*Yönergeler:*
1. Okuma parçasına göre şu ifadeler doğru mudur: (a) Çapraz akslar, kestikleri noktalarda bahçeye alternatif giriş oluşturmaktadır; (b) Girişteki simetrik perspektif bitkilerle oluşturulmuştur; (c) Akslardan biri doğrudan Mimarlık Bölümü girişine ulaşmaktadır. Her ifadeye evet ya da hayır diye cevap verin ve kararı belirleyen sözleri parçadan olduğu gibi alıntılayın.
2. Okuma parçasının "Daha sonra, bu" sözlerinden "ile tekrardan kazanılmaktadır." sözlerine kadar olan kısmını hiç değiştirmeden yazın.
3. Okuma parçasına göre ortak alanda kaybedilen simetri algısı neyin yardımıyla yeniden kazanılmaktadır?

─── Okuma Parçası

Daha sonra, bu ana aksı, merkezde kesecek şekilde iki tane çapraz aks oluşturulmuştur. Bu iki aks da, ana aks gibi 1. Etkileşim Alanı’nı kesmekte, bu noktalarda bahçeye alternatif giriş oluşturmaktadır. Yine giriş kısmında korunmak istenen simetrik perspektif, burada da dikkat çekmektedir. Bu perspektif, kent mobilyaları ile oluşturulmuştur. Daha sonra iki aks da merkezdeki zeytin ağacı ve çevresindeki ortak alana bağlanmaktadır. Bu bağlantı sağlanırken, aksların iki tarafında da yeşil alan ve doğal taşlar yardımı ile oluşturulan oturma elemanları kullanılmıştır. Ortak alandan sonra bu iki aksın birisi, direkt olarak Mimarlık Bölümü girişine, diğeri de direkt olarak Şehir ve Bölge Planlama Bölümü girişine ulaşmaktadır. Ortak alanda kaybedilen simetri algısı, bölüm girişlerine ulaşana dek, yeşil alanların konumlandırılması yardımı ile tekrardan kazanılmaktadır.

──────
─── Veri Listesi

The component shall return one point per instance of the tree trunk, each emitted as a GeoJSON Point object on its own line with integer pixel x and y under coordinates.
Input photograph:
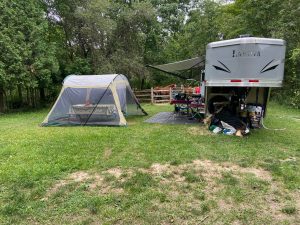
{"type": "Point", "coordinates": [20, 94]}
{"type": "Point", "coordinates": [42, 95]}
{"type": "Point", "coordinates": [28, 97]}
{"type": "Point", "coordinates": [2, 99]}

──────

*Soruların Yanıtları:*
1.
(a) Evet: "bu noktalarda bahçeye alternatif giriş oluşturmaktadır"
(b) Hayır: "Bu perspektif, kent mobilyaları ile oluşturulmuştur."
(c) Evet: "bu iki aksın birisi, direkt olarak Mimarlık Bölümü girişine"

2.
Daha sonra, bu ana aksı, merkezde kesecek şekilde iki tane çapraz aks oluşturulmuştur. Bu iki aks da, ana aks gibi 1. Etkileşim Alanı’nı kesmekte, bu noktalarda bahçeye alternatif giriş oluşturmaktadır. Yine giriş kısmında korunmak istenen simetrik perspektif, burada da dikkat çekmektedir. Bu perspektif, kent mobilyaları ile oluşturulmuştur. Daha sonra iki aks da merkezdeki zeytin ağacı ve çevresindeki ortak alana bağlanmaktadır. Bu bağlantı sağlanırken, aksların iki tarafında da yeşil alan ve doğal taşlar yardımı ile oluşturulan oturma elemanları kullanılmıştır. Ortak alandan sonra bu iki aksın birisi, direkt olarak Mimarlık Bölümü girişine, diğeri de direkt olarak Şehir ve Bölge Planlama Bölümü girişine ulaşmaktadır. Ortak alanda kaybedilen simetri algısı, bölüm girişlerine ulaşana dek, yeşil alanların konumlandırılması yardımı ile tekrardan kazanılmaktadır.

3. Yeşil alanların konumlandırılması yardımıyla.